Hiç bitmeyecek gibi yaşıyoruz hayatı. Yarının yaşanacağının sözü bize verilmişcesine. Hiç birbirimizden ayrılmayacakmışız gibi… Görüşürüz’ü bile formalite icabı söyleriz birbirimize değil mi? Çünkü zaten görüşeceğizdir ya. Çünkü hep görüşebiliyoruzdur. Nasıl olsa onlarca iletişim şeklinden biriyle ulaşırız değil mi birbirimize? Ararız, mesaj atarız, fotoğraf atarız, ses kaydı atarız, görüntülü ararız vs. Nasıl olsa görüşürüz. Mesajlarımızı yarım bırakırız, aklımıza gelse nasıl olsa sonra ararız deriz. Çünkü nasıl olsa görüşürüz… Ölümün bu kadar yakın olduğu günlerde sürekli kaçtığımız bir soruyu sormak istiyorum. Ya bir daha görüşemezsek?

● **Veri kesiti**
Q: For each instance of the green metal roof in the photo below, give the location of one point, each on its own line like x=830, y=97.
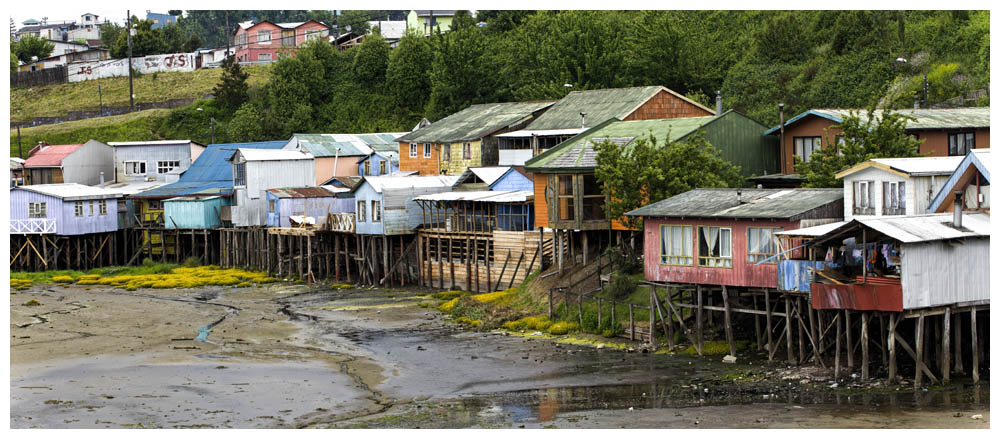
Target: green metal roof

● **Görevin**
Metnin "Hiç bitmeyecek gibi" sözleriyle başlayıp "bir daha görüşemezsek?" sözlerini de içine alacak şekilde süren kısmını hiçbir değişiklik yapmadan geri verin. Listeye ihtiyaç yoktur.

● **Cevap**
Hiç bitmeyecek gibi yaşıyoruz hayatı. Yarının yaşanacağının sözü bize verilmişcesine. Hiç birbirimizden ayrılmayacakmışız gibi… Görüşürüz’ü bile formalite icabı söyleriz birbirimize değil mi? Çünkü zaten görüşeceğizdir ya. Çünkü hep görüşebiliyoruzdur. Nasıl olsa onlarca iletişim şeklinden biriyle ulaşırız değil mi birbirimize? Ararız, mesaj atarız, fotoğraf atarız, ses kaydı atarız, görüntülü ararız vs. Nasıl olsa görüşürüz. Mesajlarımızı yarım bırakırız, aklımıza gelse nasıl olsa sonra ararız deriz. Çünkü nasıl olsa görüşürüz… Ölümün bu kadar yakın olduğu günlerde sürekli kaçtığımız bir soruyu sormak istiyorum. Ya bir daha görüşemezsek?